## THE TASK
What lines of the data below hold the string "with"? Copy each one out.

(THE DATA Opens)

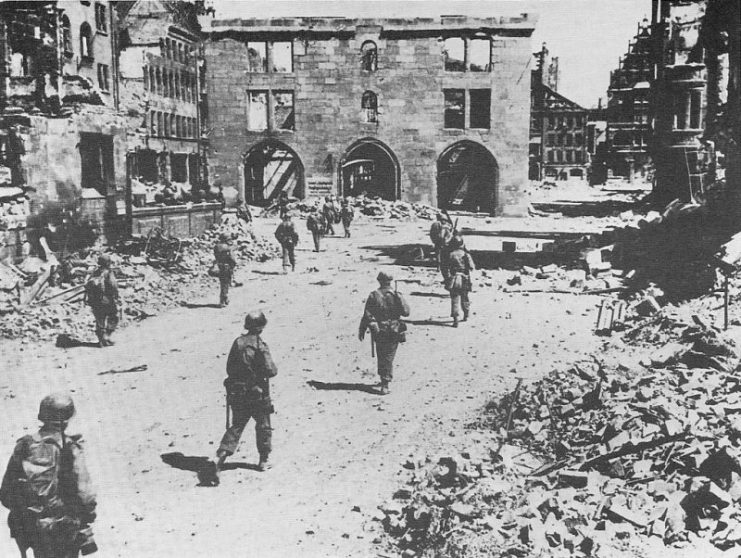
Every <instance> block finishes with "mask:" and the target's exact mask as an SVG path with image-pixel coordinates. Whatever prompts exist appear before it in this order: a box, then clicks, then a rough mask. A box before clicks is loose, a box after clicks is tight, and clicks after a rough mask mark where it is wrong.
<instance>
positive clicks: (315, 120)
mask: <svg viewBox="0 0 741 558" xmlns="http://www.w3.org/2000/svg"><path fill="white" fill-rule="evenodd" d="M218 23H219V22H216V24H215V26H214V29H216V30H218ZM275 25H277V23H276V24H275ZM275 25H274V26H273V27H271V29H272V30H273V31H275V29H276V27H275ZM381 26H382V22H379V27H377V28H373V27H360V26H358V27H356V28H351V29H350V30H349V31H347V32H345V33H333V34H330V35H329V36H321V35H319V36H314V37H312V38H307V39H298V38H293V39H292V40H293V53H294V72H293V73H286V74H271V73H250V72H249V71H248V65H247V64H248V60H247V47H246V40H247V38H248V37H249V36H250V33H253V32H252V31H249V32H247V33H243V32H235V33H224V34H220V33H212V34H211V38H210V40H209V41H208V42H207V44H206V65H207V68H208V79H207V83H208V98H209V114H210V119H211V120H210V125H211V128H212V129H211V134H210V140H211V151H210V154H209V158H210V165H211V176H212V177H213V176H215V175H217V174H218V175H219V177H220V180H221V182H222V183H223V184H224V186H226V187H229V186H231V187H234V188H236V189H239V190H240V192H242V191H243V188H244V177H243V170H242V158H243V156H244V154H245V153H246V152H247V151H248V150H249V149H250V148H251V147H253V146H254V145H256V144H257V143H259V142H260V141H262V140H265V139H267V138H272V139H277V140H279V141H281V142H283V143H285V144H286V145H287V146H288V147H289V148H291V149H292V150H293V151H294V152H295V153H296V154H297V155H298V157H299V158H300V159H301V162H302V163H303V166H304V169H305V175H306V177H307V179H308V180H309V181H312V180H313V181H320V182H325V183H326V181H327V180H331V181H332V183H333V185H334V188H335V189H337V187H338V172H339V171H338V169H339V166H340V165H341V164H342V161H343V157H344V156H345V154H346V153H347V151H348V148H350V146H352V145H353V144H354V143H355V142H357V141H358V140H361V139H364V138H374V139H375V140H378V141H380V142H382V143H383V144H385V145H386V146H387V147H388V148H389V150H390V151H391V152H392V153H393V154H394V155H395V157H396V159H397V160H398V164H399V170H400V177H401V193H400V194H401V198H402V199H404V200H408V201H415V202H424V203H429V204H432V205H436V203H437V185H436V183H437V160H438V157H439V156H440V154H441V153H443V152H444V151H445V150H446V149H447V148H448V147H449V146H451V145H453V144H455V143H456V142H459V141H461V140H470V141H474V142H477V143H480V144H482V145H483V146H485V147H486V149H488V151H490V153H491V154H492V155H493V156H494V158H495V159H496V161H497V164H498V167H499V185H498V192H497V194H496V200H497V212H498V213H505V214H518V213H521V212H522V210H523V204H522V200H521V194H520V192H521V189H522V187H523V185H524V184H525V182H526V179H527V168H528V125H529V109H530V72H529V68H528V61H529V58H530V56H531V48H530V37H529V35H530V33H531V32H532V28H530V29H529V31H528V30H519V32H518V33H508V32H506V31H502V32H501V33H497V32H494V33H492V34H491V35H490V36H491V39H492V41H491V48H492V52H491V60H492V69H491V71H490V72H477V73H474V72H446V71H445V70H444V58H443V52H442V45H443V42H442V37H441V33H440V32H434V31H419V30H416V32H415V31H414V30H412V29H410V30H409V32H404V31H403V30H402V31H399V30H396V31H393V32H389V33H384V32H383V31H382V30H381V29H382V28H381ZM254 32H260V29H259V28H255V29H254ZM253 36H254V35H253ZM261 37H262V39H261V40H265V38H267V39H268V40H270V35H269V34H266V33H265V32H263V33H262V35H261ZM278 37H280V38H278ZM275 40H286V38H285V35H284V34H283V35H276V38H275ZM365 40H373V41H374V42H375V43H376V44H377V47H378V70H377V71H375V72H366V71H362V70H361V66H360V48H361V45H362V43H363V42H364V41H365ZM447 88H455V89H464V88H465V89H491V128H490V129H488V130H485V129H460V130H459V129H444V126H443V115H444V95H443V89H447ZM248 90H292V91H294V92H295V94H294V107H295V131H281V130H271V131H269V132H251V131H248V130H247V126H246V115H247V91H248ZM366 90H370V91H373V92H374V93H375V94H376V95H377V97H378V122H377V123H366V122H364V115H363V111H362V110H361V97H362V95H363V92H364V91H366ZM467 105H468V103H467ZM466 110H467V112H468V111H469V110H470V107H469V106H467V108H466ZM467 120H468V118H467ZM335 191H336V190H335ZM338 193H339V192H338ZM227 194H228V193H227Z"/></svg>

(THE DATA Closes)
(THE DATA Opens)

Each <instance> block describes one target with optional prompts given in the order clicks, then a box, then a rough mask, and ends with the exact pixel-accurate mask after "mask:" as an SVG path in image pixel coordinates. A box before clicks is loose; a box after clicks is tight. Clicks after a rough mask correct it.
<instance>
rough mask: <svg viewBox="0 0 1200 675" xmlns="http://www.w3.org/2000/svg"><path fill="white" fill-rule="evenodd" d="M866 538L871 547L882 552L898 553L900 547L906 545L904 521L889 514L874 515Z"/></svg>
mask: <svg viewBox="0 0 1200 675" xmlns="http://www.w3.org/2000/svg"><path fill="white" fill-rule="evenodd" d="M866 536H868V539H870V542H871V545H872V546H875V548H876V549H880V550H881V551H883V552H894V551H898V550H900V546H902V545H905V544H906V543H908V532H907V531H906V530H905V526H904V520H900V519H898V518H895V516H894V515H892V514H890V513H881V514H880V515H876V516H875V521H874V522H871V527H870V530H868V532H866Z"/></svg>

(THE DATA Closes)
(THE DATA Opens)

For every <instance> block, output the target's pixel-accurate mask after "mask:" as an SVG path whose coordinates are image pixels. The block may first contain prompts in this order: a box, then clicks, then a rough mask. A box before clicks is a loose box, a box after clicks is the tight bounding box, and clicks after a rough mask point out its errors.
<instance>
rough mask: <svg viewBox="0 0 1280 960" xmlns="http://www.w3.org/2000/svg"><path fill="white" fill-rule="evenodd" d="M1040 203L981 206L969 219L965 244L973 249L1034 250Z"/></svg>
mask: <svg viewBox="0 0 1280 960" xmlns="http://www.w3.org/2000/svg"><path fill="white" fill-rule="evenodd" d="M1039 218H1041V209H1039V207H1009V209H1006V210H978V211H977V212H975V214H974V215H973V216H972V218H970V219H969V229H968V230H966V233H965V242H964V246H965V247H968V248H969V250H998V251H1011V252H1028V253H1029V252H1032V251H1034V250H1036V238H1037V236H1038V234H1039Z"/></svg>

(THE DATA Closes)

## REPLY
Every <instance> block finishes with "mask:" and the target's exact mask as an SVG path with image-pixel coordinates. Whatever prompts exist appear before it in this order: a box, then clicks, then a rough mask. A box before clicks is loose, a box after clicks is tight, and clicks after a rough mask mark where it is wrong.
Each <instance> block describes one target with optional prompts given in the order clicks, then a box, then a rough mask, and ends with the exact pixel-accurate mask after "mask:" as an SVG path in image pixel coordinates. A box before clicks is loose; a box after clicks is tight. Clicks after a rough mask correct it.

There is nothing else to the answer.